▶ _GOAL_
From the records below, select and copy every line that contains the word "white". Case counts.

#### STORED RECORDS

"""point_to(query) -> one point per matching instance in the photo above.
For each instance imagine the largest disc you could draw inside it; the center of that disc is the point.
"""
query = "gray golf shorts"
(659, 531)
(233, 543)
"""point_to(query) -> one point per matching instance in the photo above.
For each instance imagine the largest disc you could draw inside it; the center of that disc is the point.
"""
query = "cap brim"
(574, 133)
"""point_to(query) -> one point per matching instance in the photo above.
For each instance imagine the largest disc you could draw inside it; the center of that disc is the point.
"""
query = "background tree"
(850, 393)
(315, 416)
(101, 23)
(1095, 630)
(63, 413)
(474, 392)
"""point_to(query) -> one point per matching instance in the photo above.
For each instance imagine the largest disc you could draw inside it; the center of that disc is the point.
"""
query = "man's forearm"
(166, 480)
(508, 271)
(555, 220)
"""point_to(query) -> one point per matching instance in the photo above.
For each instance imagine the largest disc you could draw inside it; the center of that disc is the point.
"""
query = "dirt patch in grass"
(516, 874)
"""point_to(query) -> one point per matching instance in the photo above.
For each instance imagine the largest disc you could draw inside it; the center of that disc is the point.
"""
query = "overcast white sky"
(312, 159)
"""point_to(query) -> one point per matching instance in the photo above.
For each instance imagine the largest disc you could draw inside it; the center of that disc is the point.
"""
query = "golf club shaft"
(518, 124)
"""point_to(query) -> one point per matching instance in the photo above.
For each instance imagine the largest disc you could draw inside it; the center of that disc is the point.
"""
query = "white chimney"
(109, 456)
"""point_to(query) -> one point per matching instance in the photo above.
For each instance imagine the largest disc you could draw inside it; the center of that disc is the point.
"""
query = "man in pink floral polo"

########

▶ _EXPECTED ANSWER_
query = "overcast white sky"
query = "white chimney"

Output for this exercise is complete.